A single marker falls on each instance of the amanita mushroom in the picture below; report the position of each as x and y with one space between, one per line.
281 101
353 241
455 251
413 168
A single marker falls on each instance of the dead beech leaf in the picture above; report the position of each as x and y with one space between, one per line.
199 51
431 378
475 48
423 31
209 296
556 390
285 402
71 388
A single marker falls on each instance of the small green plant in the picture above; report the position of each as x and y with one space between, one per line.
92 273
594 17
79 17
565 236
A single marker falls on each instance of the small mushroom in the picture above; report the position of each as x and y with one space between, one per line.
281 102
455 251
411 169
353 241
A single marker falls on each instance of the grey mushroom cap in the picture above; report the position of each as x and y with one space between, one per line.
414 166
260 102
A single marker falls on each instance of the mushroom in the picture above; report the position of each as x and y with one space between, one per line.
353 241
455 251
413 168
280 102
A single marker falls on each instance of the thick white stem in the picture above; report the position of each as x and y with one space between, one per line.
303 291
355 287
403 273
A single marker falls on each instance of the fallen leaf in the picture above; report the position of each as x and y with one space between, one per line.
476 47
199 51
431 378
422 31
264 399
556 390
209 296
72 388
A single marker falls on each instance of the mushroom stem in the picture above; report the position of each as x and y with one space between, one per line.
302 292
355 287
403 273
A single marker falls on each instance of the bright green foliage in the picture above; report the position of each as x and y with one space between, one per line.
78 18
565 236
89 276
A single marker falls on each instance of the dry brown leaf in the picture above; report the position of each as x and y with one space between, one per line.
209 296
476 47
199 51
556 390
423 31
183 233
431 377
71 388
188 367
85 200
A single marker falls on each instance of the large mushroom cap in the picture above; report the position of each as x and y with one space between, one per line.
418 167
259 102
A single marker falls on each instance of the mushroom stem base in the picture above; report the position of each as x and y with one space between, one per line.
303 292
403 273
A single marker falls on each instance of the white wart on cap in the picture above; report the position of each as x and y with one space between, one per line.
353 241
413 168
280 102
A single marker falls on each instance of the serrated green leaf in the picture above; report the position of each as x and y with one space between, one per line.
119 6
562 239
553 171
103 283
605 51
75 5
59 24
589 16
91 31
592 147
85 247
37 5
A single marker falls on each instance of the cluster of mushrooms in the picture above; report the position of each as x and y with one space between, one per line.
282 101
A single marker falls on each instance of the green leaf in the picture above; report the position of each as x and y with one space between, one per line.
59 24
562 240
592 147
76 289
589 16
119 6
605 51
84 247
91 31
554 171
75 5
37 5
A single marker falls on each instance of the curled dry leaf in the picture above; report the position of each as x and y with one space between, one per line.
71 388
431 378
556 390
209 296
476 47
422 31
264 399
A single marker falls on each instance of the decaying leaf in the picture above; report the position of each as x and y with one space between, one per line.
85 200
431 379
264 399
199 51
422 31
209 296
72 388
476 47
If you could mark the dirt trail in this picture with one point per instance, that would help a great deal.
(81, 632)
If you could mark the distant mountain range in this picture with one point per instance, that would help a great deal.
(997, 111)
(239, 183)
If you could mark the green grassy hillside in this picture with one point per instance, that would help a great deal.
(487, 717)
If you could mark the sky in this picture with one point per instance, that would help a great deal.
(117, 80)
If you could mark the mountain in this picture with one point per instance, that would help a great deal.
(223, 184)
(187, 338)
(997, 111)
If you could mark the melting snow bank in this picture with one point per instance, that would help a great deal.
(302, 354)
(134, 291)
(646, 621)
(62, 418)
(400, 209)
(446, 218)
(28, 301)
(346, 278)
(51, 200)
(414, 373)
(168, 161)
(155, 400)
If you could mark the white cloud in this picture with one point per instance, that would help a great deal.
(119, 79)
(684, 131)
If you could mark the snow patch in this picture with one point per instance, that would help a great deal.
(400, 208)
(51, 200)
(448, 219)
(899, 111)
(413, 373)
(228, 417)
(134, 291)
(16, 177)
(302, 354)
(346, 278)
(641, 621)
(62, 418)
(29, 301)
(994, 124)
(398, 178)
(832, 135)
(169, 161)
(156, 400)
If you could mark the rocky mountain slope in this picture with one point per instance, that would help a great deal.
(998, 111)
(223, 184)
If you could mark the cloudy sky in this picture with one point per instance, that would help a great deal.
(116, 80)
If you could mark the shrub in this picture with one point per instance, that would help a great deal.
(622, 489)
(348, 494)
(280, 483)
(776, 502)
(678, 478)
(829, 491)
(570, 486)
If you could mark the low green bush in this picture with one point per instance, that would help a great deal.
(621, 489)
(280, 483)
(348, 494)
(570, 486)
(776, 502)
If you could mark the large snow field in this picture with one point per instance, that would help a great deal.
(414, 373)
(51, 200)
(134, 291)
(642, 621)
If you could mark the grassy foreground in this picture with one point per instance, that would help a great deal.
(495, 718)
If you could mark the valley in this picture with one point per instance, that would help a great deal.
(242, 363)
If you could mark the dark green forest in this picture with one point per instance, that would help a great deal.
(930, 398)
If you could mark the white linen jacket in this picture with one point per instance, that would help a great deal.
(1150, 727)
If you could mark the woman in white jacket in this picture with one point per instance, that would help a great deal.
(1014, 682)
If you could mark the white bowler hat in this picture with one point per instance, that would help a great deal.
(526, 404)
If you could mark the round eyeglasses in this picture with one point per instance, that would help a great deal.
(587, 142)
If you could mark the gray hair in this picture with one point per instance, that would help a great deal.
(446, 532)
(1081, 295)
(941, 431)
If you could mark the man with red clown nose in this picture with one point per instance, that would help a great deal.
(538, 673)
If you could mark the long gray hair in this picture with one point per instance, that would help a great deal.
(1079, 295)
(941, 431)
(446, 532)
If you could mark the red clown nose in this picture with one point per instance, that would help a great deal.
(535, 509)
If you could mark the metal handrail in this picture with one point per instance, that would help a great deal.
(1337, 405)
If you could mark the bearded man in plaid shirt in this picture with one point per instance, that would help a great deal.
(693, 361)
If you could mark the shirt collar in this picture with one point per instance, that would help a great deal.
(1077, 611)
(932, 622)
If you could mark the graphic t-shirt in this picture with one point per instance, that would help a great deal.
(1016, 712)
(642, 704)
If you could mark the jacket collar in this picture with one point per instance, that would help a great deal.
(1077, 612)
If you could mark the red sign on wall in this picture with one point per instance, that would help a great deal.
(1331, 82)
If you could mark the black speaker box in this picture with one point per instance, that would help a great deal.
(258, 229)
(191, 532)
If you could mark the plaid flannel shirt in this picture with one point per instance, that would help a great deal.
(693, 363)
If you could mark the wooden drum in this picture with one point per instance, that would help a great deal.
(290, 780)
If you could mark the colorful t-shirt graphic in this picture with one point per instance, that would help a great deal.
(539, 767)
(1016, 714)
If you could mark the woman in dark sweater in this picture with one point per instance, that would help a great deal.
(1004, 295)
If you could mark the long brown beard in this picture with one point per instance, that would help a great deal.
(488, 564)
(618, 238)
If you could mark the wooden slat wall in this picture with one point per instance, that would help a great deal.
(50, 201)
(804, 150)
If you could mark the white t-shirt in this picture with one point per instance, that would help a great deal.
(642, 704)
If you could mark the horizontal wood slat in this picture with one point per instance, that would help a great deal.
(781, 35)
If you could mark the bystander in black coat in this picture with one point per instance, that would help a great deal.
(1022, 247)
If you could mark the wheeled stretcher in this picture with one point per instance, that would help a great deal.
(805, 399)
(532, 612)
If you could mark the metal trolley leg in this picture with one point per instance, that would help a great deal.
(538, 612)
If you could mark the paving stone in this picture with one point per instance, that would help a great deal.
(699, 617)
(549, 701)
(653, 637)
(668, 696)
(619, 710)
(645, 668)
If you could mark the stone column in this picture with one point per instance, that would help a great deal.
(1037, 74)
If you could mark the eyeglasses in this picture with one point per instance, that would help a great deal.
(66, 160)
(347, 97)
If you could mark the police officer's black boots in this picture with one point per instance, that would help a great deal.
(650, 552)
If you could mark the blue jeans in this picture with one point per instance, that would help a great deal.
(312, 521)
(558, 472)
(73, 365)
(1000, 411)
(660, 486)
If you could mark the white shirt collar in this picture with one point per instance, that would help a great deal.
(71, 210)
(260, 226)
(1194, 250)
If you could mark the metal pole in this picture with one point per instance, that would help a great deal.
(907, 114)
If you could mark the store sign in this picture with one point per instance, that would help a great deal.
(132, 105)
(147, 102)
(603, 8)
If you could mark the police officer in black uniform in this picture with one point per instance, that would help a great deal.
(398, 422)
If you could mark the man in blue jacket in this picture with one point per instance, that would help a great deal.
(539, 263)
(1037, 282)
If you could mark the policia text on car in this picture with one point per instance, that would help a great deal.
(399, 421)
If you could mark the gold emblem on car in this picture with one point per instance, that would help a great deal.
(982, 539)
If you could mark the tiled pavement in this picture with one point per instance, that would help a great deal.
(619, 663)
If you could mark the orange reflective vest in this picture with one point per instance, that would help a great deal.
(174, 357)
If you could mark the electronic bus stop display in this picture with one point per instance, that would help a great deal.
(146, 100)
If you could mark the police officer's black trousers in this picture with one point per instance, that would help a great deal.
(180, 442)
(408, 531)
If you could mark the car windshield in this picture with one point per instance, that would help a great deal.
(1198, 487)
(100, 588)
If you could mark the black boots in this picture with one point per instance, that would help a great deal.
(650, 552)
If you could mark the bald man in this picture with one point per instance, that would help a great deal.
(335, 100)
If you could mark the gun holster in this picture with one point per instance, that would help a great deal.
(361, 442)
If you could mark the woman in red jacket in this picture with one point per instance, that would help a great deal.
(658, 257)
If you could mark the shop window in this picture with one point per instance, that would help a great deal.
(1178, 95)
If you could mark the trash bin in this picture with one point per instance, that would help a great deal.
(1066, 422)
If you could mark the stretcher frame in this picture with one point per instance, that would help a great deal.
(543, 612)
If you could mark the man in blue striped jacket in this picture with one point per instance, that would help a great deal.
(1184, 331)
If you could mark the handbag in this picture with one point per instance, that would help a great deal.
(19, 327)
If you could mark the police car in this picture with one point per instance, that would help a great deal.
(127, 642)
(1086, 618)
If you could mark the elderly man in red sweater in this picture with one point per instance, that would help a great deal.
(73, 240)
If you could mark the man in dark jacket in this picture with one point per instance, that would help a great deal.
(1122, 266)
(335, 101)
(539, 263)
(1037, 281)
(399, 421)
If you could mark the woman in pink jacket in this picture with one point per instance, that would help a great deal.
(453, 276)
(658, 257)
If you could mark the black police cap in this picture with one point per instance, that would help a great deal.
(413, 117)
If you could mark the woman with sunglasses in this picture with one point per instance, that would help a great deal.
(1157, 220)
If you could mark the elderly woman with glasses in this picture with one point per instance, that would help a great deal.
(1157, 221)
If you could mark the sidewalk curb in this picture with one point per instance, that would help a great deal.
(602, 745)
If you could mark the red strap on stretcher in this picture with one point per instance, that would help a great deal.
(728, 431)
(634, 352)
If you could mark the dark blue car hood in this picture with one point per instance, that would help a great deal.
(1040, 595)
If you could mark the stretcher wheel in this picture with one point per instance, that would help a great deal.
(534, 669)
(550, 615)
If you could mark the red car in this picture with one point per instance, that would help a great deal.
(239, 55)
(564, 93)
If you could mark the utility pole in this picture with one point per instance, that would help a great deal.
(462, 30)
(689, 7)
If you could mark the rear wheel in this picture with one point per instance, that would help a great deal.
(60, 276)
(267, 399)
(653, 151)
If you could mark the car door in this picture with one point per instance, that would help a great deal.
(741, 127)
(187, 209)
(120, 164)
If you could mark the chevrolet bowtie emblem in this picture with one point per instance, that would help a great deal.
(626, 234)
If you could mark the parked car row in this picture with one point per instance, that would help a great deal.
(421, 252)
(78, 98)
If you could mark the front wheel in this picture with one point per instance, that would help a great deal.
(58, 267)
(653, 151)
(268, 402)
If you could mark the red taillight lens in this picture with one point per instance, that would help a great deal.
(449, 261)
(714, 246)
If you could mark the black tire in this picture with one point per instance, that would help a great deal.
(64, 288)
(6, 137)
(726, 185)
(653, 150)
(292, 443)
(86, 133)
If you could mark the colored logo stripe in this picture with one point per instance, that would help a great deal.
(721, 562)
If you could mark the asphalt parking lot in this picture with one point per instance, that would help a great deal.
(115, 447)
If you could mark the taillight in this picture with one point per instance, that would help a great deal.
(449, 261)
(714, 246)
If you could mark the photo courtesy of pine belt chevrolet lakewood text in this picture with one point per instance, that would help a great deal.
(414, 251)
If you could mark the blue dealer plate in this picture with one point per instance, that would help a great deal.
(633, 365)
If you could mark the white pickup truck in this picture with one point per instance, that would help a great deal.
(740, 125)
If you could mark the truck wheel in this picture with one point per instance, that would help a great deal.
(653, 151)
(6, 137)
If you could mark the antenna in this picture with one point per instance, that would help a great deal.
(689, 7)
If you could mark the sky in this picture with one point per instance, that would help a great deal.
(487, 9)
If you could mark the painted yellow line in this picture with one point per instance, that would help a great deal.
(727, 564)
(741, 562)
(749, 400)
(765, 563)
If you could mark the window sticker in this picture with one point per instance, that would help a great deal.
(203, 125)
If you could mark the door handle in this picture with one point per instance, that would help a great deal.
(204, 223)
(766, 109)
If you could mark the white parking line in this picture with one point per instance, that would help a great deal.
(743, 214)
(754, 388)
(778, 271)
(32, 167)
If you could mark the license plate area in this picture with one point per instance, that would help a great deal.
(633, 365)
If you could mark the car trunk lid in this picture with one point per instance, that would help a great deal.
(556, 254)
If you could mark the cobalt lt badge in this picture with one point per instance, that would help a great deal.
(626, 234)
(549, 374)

**Exercise goal**
Return only the lines running from the line with "If you could mark the painted" to the last line of the records, both included, exactly as written.

**Answer to this problem**
If you could mark the painted yellow line in this picture with one point per instance, that would help a great deal.
(727, 564)
(741, 562)
(749, 400)
(765, 563)
If you could mark the window sticker in this picture with one point per instance, that would help a great deal.
(203, 125)
If you could mark the door handle in this picture with one point per instance, that would help a great deal.
(204, 223)
(766, 109)
If you could mark the white parking line in this picture with one point per instance, that would help a great deal.
(743, 214)
(754, 388)
(778, 271)
(32, 167)
If you could mark the license plate area in this picture with one point per instance, that would help a great deal.
(633, 365)
If you could mark the car trunk lid in this picture with one point per instance, that would help a great deal.
(556, 254)
If you could mark the cobalt lt badge in this picture with one point per instance, that would help a great deal.
(626, 234)
(549, 374)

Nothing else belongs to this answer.